▽
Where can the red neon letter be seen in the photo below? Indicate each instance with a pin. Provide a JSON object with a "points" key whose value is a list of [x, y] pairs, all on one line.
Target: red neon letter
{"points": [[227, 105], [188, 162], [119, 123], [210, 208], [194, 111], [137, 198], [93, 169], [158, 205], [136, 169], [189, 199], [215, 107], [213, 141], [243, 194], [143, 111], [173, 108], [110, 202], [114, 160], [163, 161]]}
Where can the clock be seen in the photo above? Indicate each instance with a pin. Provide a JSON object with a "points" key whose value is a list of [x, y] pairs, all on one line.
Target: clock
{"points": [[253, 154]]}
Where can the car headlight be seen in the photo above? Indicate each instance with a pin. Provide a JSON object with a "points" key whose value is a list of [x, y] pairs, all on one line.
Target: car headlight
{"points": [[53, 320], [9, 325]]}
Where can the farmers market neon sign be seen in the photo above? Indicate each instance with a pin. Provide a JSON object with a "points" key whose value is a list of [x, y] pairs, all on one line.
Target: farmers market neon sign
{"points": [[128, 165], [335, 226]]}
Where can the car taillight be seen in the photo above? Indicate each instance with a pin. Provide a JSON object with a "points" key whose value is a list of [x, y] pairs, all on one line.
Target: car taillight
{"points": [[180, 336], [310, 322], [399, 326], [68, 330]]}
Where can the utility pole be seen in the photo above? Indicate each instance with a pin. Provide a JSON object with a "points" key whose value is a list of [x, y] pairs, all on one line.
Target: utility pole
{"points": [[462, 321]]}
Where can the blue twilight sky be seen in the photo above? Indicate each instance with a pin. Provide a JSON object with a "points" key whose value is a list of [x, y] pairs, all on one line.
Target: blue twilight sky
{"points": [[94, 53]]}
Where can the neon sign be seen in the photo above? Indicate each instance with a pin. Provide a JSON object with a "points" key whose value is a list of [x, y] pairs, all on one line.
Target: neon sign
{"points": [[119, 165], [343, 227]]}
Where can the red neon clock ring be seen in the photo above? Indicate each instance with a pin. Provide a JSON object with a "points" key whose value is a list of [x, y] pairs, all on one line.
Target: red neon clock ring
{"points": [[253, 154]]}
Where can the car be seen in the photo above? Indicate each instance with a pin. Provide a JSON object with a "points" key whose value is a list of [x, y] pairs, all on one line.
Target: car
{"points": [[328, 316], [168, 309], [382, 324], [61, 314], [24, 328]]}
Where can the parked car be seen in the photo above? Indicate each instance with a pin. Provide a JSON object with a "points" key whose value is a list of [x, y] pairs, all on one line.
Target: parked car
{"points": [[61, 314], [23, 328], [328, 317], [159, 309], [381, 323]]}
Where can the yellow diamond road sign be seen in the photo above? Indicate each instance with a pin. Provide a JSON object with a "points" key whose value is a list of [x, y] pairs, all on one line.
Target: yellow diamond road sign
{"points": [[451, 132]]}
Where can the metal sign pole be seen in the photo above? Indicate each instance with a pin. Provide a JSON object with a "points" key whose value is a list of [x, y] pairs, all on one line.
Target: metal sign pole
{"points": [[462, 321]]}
△
Extract every row above and reproduce each one verbatim, character for character, on its own line.

Where can the red neon letter be seen in the photo below? Indicate each instance with a pin. Provide a JSON object with a "points" key whose value is a list of [x, y] pairs, all on one line.
Target: red neon letter
{"points": [[227, 105], [188, 162], [119, 123], [210, 208], [194, 111], [137, 198], [93, 169], [158, 205], [136, 169], [189, 199], [215, 107], [213, 141], [243, 194], [143, 111], [173, 108], [110, 202], [114, 160], [163, 161]]}
Where can the clock be seen in the photo above? Indicate each instance with a pin. Provide a JSON object with a "points" key whose value is a list of [x, y] pairs, all on one line.
Target: clock
{"points": [[253, 154]]}
Where can the car headlight be seen in the photo above? Indicate each instance with a pin. Provide a JSON object with a "points" key whose value is a list of [x, y] pairs, all on one line.
Target: car headlight
{"points": [[53, 320], [9, 325]]}
Where can the farmers market neon sign be seen in the photo above? Indicate each instance with a pin. Provide a JSON object with a "points" key whose value is a list of [x, y] pairs, all on one line.
Target: farmers market neon sign
{"points": [[128, 165], [335, 226]]}
Where can the car taillight be seen in the photo above? Indicate each instance with a pin. Provide a JSON object with a "points" key whose value is a list of [x, y] pairs, all on one line.
Target: car taillight
{"points": [[180, 336], [310, 322], [399, 326], [68, 330]]}
Where can the utility pole be seen in the photo above? Indicate each instance with a pin. Provide a JSON object with a "points" key whose value is a list of [x, y] pairs, all on one line.
Target: utility pole
{"points": [[462, 321]]}
Where can the blue twilight sky be seen in the photo above? Indicate each instance with a pin. Provide a JSON object with a "points" key whose value is a list of [x, y] pairs, all on one line.
Target: blue twilight sky
{"points": [[94, 53]]}
Where can the neon sign be seen in the photo above? Indicate each instance with a pin. Provide a JSON object with a "points" key whose value is a list of [x, y] pairs, all on one line.
Target: neon sign
{"points": [[119, 165], [343, 227]]}
Where can the red neon clock ring be seen in the photo above? Indicate each instance with a pin. Provide a JSON object with a "points" key whose value is a list of [x, y] pairs, all on one line.
Target: red neon clock ring
{"points": [[253, 154]]}
Where can the car be seen in the photo above? Indicate each instance with a pin. Provide a JSON object with a "points" key whose value is a list of [x, y] pairs, all on one line.
Target: car
{"points": [[328, 316], [168, 309], [382, 324], [61, 314], [24, 328]]}
Where can the parked car be seen in the photo above? Indicate each instance with a pin. Provide a JSON object with a "points" key whose value is a list of [x, y] pairs, all on one line.
Target: parked car
{"points": [[61, 314], [23, 328], [328, 317], [159, 309], [381, 323]]}
Where can the yellow diamond road sign be seen in the photo above? Indicate each instance with a pin. Provide a JSON object with a "points" key whose value is a list of [x, y] pairs, all on one line.
Target: yellow diamond road sign
{"points": [[451, 132]]}
Where can the metal sign pole be seen in the photo above? Indicate each instance with a pin. Provide a JSON object with a "points" key whose value is a list of [x, y] pairs, all on one line.
Target: metal sign pole
{"points": [[462, 321]]}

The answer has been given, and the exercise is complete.